*** Given text ***

Monitoring & Observability

Comprehensive monitoring and observability for self-hosted Formbricks deployments using industry-standard tools.

Observability Stack Overview

Formbricks supports multiple observability approaches: Supported Backends:

Metrics: Prometheus, OpenTelemetry (OTLP)
Traces: Jaeger, Tempo, SigNoz, Honeycomb
Logs: Pino with optional OpenTelemetry transport

OpenTelemetry Integration

Formbricks includes comprehensive OpenTelemetry instrumentation for metrics and distributed tracing.

Configuration

Enable OpenTelemetry by setting environment variables:

.env

# OTLP Endpoint (base URL - exporters append /v1/traces and /v1/metrics)
OTEL_EXPORTER_OTLP_ENDPOINT=http://otel-collector:4318

# Protocol (http/protobuf or http/json)
OTEL_EXPORTER_OTLP_PROTOCOL=http/protobuf

# Service identification
OTEL_SERVICE_NAME=formbricks
OTEL_RESOURCE_ATTRIBUTES=deployment.environment=production

# Trace sampling (reduce overhead by sampling)
OTEL_TRACES_SAMPLER=parentbased_traceidratio
OTEL_TRACES_SAMPLER_ARG=0.1  # Sample 10% of traces

Sampler Types

Control which traces are collected:

Sampler	Description	Use Case
`always_on`	Trace every request	Development, debugging
`always_off`	Disable tracing	Production (metrics only)
`traceidratio`	Sample by percentage	Production (reduce overhead)
`parentbased_traceidratio`	Respect parent span decisions	Distributed systems
`parentbased_always_on`	Trace if parent traced	Microservices

Recommended Production Config:

OTEL_TRACES_SAMPLER=parentbased_traceidratio
OTEL_TRACES_SAMPLER_ARG=0.05  # 5% sampling for high-traffic

Instrumented Components

Formbricks automatically instruments:

HTTP Requests

Incoming HTTP requests
Outgoing HTTP calls
Request/response headers
Status codes and errors

Database Queries

Prisma ORM queries
Query duration
Connection pool metrics
Query parameters (sanitized)

Node.js Runtime

Event loop lag
Memory usage (heap)
Garbage collection
Active handles/requests

External Services

SMTP connections
S3 storage operations
Redis cache operations
License API calls

Ignored Endpoints: To reduce noise, these endpoints are excluded from tracing:

// From instrumentation-node.ts:159
ignoreIncomingRequestHook: (req) => {
  const url = req.url || "";
  return url === "/health" || 
         url.startsWith("/metrics") || 
         url === "/api/v2/health";
}

Implementation Reference

OpenTelemetry configuration: apps/web/instrumentation-node.ts:1 Key features:

Auto-instrumentation for Node.js libraries
Prisma database tracing
Configurable sampling strategies
Support for both OTLP metrics and traces
Graceful shutdown handling

Prometheus Metrics

Enable Prometheus Exporter

Expose metrics on /metrics endpoint:

# Enable Prometheus exporter
PROMETHEUS_ENABLED=1

# Configure exporter port (default: 9464)

*** Material shown ***

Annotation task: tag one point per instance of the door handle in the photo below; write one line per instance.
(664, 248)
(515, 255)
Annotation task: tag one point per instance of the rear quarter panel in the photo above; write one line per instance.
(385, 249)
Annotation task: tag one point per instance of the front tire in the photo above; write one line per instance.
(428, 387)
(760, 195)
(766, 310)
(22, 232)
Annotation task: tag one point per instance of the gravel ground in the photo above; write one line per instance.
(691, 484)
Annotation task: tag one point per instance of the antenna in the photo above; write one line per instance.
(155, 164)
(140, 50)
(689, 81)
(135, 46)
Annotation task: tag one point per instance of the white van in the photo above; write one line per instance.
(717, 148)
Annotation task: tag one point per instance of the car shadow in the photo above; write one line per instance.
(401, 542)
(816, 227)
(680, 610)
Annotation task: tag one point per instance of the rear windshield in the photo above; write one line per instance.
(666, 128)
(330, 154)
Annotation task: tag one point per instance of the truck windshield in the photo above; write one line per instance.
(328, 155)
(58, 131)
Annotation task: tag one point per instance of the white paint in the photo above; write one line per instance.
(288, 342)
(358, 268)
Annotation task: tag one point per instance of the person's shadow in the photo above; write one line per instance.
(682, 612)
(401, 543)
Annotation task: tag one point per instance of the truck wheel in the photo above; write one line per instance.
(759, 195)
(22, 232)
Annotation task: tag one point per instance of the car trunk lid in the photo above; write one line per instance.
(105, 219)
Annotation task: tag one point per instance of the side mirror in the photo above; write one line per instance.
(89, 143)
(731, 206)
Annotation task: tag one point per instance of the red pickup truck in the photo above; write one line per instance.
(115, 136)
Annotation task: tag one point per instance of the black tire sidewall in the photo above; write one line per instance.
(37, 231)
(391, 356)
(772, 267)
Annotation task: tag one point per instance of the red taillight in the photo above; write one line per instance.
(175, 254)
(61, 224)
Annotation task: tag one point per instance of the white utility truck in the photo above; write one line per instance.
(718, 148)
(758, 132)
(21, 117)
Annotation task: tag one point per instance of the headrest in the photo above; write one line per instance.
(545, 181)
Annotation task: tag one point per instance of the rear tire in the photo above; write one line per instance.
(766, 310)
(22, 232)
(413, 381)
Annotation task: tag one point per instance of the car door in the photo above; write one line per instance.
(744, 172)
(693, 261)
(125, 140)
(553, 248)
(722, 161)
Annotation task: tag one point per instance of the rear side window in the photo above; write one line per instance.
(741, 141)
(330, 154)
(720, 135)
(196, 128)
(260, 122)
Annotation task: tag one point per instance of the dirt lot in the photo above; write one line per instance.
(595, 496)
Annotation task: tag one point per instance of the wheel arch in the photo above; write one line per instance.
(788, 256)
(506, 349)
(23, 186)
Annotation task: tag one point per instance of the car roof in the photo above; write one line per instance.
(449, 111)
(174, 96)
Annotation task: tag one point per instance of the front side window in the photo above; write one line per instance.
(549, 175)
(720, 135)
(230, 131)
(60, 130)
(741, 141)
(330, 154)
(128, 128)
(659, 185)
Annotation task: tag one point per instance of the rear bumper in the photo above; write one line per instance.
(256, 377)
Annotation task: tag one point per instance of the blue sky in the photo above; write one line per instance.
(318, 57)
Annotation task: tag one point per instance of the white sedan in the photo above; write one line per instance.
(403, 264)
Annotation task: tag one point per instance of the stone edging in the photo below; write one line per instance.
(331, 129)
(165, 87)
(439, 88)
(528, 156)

***

▸ **What to do**
Extend the Formbricks monitoring guide, starting right after its last line. The data is separate material and has nothing to do with the Formbricks monitoring guide.

▸ **Reply to the task**
PROMETHEUS_EXPORTER_PORT=9464

Metrics are exposed at: http://localhost:9464/metrics

Kubernetes ServiceMonitor

For Kubernetes with Prometheus Operator:

values.yaml

serviceMonitor:
  enabled: true
  additionalLabels:
    release: prometheus  # Match your Prometheus label selector
  endpoints:
    - interval: 15s       # Scrape every 15 seconds
      path: /metrics
      port: metrics

Prometheus will automatically discover and scrape Formbricks pods.

Available Metrics

Formbricks exposes metrics via OpenTelemetry SDK: HTTP Metrics:

# Request duration histogram
http_server_request_duration_milliseconds_bucket

# Request count by method and status
http_server_requests_total{method="POST", status="200"}

# Active requests
http_server_active_requests

Database Metrics:

# Query duration
db_client_operation_duration_milliseconds

# Connection pool usage
db_client_connections_usage

# Query count by operation
db_client_operation_count{operation="findUnique"}

Runtime Metrics:

# Heap memory used
process_runtime_nodejs_memory_heap_used_bytes

# Event loop lag
process_runtime_nodejs_event_loop_lag_milliseconds

# Garbage collection duration
process_runtime_nodejs_gc_duration_milliseconds

Grafana Dashboard

Example Prometheus queries for Grafana:

sum(rate(http_server_requests_total[5m])) by (method, status)

Structured Logging

Log Configuration

Formbricks uses Pino for structured JSON logging:

# Set minimum log level
LOG_LEVEL=info  # Options: debug, info, warn, error, fatal

Log Levels:

debug: Verbose debugging information (development only)
info: General informational messages
warn: Warning messages, non-critical issues
error: Error events that might still allow continued operation
fatal: Critical errors causing application shutdown

Log Output Format

Production logs are structured JSON:

{
  "level": 30,
  "time": 1709467234567,
  "pid": 1,
  "hostname": "formbricks-7d8f4c9b-xz2k9",
  "msg": "OpenTelemetry initialized",
  "service": "formbricks",
  "version": "2.0.0",
  "environment": "production"
}

OpenTelemetry Log Correlation

Enable log-trace correlation with SigNoz or similar:

# Logs automatically include trace context when OpenTelemetry is enabled
OTEL_EXPORTER_OTLP_ENDPOINT=http://signoz:4318

Pino logger configuration: packages/logger/src/logger.ts:45 Features:

Automatic trace ID injection
Span context in logs
Log shipping to OpenTelemetry collector
Correlated traces and logs in SigNoz

Log Aggregation

For centralized logging:

Loki (Grafana)
Elasticsearch
CloudWatch (AWS)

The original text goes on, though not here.